— Given request —
List every line in the material below that contains the word "white".

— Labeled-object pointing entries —
----------------
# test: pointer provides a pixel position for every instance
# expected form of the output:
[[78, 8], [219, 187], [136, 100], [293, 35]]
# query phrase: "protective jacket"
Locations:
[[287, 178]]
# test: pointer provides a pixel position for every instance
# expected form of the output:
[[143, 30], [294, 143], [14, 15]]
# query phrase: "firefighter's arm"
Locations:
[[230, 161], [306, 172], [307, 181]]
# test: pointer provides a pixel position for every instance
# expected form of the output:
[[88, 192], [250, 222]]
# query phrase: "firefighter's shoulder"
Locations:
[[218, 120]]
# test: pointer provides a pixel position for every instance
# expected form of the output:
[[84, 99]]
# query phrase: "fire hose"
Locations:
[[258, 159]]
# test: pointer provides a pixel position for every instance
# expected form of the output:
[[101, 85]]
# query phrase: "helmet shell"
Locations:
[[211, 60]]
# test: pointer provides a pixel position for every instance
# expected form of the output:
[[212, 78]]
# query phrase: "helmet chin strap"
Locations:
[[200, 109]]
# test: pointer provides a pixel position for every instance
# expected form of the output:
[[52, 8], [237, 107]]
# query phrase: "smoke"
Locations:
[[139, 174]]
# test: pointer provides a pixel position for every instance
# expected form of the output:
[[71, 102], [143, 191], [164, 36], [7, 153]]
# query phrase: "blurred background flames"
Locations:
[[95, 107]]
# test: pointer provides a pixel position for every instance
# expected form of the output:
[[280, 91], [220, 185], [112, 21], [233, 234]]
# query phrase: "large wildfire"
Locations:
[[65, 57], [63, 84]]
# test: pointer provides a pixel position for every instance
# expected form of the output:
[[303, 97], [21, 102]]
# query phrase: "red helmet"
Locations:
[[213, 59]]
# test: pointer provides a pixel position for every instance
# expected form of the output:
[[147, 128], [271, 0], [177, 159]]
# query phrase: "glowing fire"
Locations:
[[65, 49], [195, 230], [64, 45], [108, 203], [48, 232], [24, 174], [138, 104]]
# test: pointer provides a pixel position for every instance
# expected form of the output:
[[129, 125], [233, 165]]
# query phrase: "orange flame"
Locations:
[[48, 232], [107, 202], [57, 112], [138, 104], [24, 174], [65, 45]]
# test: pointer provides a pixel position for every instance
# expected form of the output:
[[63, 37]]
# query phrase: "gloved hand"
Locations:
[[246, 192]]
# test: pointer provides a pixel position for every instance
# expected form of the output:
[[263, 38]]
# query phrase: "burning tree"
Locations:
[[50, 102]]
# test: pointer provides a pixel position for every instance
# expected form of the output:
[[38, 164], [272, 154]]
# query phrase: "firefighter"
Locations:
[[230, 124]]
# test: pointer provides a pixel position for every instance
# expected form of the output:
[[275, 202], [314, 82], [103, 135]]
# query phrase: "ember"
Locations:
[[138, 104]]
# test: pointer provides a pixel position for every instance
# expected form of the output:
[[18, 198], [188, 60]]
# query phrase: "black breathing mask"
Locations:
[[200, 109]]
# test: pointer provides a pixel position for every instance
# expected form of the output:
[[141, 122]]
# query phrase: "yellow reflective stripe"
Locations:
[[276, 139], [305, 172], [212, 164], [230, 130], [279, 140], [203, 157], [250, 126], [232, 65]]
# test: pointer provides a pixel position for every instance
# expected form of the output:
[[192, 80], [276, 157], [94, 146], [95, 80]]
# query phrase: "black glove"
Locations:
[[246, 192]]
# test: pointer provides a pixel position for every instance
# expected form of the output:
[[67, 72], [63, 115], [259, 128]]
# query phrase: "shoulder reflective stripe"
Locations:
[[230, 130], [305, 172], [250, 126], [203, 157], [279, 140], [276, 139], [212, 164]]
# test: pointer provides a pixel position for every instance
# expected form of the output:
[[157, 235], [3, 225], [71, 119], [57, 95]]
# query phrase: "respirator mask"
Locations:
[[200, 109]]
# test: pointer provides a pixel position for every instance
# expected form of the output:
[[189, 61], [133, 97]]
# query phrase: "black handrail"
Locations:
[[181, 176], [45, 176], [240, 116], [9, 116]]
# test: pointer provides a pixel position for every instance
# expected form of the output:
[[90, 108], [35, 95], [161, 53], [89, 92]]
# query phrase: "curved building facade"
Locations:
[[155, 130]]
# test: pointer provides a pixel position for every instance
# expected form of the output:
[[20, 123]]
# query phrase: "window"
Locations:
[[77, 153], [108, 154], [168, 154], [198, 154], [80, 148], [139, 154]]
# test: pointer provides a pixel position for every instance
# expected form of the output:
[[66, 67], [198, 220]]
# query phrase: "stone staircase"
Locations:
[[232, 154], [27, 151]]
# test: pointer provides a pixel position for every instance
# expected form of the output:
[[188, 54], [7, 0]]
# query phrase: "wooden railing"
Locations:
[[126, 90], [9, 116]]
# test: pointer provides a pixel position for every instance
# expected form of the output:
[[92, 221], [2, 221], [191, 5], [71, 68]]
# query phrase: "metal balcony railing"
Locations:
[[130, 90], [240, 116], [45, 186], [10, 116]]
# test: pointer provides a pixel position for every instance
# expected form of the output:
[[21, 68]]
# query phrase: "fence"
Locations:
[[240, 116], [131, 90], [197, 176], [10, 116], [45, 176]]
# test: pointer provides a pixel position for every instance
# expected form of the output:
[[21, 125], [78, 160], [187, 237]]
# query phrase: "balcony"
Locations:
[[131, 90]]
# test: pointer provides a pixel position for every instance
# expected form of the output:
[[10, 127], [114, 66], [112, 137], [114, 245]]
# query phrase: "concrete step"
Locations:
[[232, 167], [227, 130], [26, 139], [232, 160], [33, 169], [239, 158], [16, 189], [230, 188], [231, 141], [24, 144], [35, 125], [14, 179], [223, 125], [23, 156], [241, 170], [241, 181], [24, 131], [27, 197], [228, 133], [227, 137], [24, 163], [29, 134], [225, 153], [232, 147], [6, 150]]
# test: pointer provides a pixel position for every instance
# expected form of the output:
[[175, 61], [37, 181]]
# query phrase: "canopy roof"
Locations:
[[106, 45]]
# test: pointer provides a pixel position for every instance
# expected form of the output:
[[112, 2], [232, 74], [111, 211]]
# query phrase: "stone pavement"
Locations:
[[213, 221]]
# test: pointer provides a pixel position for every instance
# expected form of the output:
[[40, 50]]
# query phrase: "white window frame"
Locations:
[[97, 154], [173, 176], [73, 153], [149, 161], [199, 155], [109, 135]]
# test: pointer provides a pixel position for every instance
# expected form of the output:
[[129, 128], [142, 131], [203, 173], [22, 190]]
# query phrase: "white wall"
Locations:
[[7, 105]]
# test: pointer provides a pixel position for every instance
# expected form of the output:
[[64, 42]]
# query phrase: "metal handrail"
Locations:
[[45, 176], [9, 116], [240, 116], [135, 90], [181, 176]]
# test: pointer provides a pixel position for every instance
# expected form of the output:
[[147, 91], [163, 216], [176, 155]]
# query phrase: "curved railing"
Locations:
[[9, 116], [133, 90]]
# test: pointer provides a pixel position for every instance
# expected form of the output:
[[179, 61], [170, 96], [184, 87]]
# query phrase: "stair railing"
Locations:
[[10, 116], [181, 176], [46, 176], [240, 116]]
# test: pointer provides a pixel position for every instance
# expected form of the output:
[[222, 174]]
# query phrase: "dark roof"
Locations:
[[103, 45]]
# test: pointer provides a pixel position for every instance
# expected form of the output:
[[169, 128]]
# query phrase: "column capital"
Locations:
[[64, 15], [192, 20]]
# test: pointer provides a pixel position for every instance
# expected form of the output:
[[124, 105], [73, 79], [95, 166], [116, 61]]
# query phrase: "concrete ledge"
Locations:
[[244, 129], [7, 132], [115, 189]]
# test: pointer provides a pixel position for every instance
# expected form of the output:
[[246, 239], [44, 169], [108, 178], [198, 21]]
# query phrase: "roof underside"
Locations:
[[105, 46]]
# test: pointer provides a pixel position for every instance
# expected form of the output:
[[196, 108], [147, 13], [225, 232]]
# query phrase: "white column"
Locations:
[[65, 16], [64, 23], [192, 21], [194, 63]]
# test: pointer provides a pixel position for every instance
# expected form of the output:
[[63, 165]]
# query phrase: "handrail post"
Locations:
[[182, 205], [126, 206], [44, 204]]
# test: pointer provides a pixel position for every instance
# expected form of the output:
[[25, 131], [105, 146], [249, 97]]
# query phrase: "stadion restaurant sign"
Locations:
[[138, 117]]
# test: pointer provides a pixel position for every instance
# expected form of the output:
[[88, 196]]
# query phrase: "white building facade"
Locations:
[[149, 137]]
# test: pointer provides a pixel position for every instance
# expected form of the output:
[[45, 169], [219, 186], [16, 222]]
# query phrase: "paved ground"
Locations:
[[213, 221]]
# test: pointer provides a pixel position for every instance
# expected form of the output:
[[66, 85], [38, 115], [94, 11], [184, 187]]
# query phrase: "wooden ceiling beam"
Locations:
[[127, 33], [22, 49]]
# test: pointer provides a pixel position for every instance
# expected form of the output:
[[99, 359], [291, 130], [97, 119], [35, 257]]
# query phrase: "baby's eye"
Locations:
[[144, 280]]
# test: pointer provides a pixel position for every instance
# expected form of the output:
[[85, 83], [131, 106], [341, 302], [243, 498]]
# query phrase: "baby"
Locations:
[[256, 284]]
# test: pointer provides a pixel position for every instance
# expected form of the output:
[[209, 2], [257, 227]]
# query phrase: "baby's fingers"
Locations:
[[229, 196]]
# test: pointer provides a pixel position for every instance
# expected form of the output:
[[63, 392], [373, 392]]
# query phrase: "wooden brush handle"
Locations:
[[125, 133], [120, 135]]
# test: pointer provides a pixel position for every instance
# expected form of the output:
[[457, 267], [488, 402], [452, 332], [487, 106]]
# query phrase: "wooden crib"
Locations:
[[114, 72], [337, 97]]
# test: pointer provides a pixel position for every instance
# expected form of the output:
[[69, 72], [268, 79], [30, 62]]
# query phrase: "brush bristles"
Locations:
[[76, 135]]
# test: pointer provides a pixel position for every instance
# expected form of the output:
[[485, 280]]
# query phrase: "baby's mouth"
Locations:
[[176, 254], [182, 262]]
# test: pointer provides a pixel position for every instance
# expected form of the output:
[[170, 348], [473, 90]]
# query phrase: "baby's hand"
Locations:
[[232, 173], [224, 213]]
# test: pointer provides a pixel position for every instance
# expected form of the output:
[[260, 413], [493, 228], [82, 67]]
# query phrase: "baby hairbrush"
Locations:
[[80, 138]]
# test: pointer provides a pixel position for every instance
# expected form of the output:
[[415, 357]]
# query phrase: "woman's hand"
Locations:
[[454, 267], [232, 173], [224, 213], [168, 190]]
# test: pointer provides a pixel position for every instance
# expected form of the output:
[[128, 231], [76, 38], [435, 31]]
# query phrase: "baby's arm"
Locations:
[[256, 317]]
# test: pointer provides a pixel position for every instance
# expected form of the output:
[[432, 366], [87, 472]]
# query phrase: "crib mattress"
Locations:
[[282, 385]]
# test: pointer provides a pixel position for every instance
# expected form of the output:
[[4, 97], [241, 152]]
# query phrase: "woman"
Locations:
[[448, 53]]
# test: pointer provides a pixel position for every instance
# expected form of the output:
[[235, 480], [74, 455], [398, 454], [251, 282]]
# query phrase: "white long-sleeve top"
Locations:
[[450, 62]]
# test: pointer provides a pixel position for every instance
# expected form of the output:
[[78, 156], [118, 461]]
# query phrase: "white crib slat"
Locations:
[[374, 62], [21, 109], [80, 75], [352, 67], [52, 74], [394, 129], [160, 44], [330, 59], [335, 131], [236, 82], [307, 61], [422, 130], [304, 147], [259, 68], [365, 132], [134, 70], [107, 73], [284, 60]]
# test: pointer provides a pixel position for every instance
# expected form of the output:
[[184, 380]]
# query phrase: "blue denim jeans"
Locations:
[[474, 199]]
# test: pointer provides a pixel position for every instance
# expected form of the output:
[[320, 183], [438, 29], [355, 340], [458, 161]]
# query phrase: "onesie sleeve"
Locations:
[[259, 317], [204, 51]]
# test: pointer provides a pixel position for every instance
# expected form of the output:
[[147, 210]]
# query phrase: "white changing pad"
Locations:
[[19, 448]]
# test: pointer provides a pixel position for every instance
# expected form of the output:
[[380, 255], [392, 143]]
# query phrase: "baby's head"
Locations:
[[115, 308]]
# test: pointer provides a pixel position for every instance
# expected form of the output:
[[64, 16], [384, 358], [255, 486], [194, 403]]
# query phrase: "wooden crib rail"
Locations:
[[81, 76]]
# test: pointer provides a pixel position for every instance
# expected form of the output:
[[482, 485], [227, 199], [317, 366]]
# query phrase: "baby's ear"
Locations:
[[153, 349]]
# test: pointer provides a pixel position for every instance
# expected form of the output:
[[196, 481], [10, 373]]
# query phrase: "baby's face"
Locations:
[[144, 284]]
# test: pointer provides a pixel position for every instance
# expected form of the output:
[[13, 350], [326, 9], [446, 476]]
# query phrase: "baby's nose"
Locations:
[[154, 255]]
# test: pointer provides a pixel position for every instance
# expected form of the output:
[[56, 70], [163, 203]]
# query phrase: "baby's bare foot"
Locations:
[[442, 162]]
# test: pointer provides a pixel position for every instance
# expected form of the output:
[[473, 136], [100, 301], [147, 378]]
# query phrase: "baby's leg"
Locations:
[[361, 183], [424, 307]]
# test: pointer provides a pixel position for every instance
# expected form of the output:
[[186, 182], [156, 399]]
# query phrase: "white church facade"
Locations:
----------------
— The reply —
# query phrase: "white window frame"
# query phrase: "white wall"
# query phrase: "white column"
# query phrase: "white building facade"
# query phrase: "white long-sleeve top"
# query phrase: "white crib slat"
# query phrase: "white changing pad"
# query phrase: "white church facade"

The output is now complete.